# [Text segment]
Scientific Event Alert Network Bulletin, vol. 6, no. 5 (May 1981)
Managing Editor: Lindsay McClelland.

Pagan (United States) Strong activity ends; USGS observations summarized

Please cite this report as:

Global Volcanism Program, 1981. Report on Pagan (United States). In: McClelland, L. (ed.), Scientific Event Alert Network Bulletin, 6:5. Smithsonian Institution. https://doi.org/10.5479/si.GVP.SEAN198105-284170.

Volcano Profile |  Complete Bulletin


Pagan

United States

18.13°N, 145.8°E; summit elev. 570 m

All times are local (unless otherwise noted)


A USGS team of Norman Banks, Robert Koyanagi, and Kenneth Honma carried out ground observations, seismic monitoring, and deformation studies on Pagan Island 20-28 May. The material in quotes is excerpted from their report. Material not between quote marks was abstracted from their tabular data.

"A major eruption of North Pagan started 15 May, preceded by earthquakes first felt in late March or early April. The earthquakes (approximately 3/day) were strong enough to shake houses, and some were felt by persons out of doors; magnitudes were probably between 3 and 4. One resident visited the summit area 13 May and noted new ground cracks, sublimates, and increased gas emissions.

"On 15 May, the first of a series of closely-spaced earthquakes (at least 13 felt) began at 0745 and from descriptions of cracked concrete houses, one of the earthquakes (at 0825) probably exceeded magnitude 4. At 0915, residents heard a loud boom, followed immediately by the beginning of the eruption, first on the N flank then proceeding toward the S part of the summit area. The eruption apparently reached full intensity almost immediately, and lava flows were noted by residents very soon after the appearance of the ash/scoria column. Geologic observations show that ash eruption and lava emission took place simultaneously during most of the eruption.

Excerpts from a point labeling dataset
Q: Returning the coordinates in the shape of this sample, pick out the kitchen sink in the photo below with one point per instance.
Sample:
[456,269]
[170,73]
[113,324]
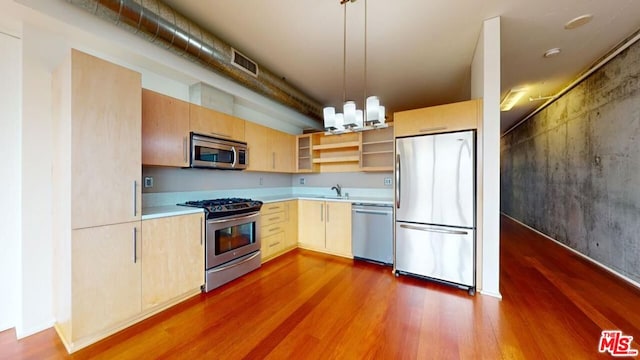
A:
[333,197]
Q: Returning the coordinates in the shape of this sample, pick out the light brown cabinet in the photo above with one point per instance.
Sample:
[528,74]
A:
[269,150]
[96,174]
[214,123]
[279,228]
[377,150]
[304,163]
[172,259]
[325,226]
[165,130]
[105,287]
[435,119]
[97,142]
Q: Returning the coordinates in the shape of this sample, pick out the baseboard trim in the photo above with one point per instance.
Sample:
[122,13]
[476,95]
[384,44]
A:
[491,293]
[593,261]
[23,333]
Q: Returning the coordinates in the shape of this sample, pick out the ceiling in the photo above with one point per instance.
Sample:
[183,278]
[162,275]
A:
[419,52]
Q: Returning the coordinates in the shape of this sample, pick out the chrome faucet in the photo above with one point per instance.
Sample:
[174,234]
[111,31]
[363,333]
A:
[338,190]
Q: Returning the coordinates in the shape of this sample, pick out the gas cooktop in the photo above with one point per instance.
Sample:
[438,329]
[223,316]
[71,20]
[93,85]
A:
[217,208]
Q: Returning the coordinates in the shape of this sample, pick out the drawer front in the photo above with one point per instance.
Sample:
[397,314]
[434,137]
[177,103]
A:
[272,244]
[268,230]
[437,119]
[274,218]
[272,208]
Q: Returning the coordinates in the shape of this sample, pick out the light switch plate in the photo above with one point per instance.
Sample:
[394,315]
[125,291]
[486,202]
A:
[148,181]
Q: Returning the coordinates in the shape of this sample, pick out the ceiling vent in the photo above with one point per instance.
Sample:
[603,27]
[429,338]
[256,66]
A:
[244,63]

---

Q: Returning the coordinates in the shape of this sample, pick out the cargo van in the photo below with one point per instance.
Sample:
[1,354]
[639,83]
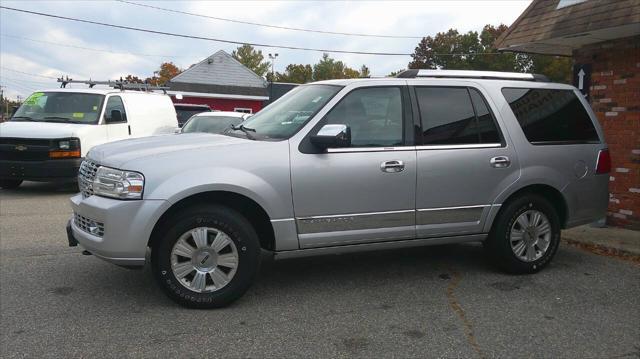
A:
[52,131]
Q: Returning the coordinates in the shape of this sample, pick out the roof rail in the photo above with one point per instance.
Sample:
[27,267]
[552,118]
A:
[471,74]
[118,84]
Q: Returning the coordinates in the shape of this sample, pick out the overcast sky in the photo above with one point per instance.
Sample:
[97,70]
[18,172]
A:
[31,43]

# [Short task 1]
Count the lines of the records that contain the string "ceiling", and give only that number.
# [Short task 2]
Write the next part of the report on the Pagan eruption, starting right after its last sentence.

# [Written answer 1]
2

# [Written answer 2]
"Airline and rescue pilots reported that the height of the eruption cloud exceeded 13 km, and Japan-based weather radar reported ash to heights of 18-20 km. Weather satellite images showed that the high-altitude ash cloud traveled SSE (6:4), but ash and scoria deposits on Pagan Island were thickest in the NW sector because of the prevailing SE winds at low altitude."

At 1930 there was a notable decrease in plume height and density. Activity remained weak the next day except for a brief period of vigorous ash ejection reported by the USN around noon. During an overflight between 1000 and 1030 on 18 May, only weak to moderate emission of blue fume was noted. Residents of Alamagan Island, 35 km SSE, reported "fire and smoke on the mountain" 19 May.

"Three vents, oriented about N-S, were active. The northernmost vent, about 1 km N of the summit, was probably the first to open; it built a scoria/ash cinder cone about 80 m high, 0.90 km2 in area, and about 36 x 106 m3 (or 12 x 106 m3 of magma, recalculated to a density of 3 g/cm3) in volume (figure 1). The central vent was in a notch about 100 m deep in the N rim of the old summit crater. This vent probably ejected most of the material in the large eruption cloud, and it fed flows that went N, NNE, and W. The third and southernmost vent was in a notch about 80 m deep in the S rim of the old summit. This vent fed flows that moved S."

Figure (see Caption) Figure 1. Sketch map of Pagan showing distribution of the 15 May 1981 eruption products. Courtesy of the USGS.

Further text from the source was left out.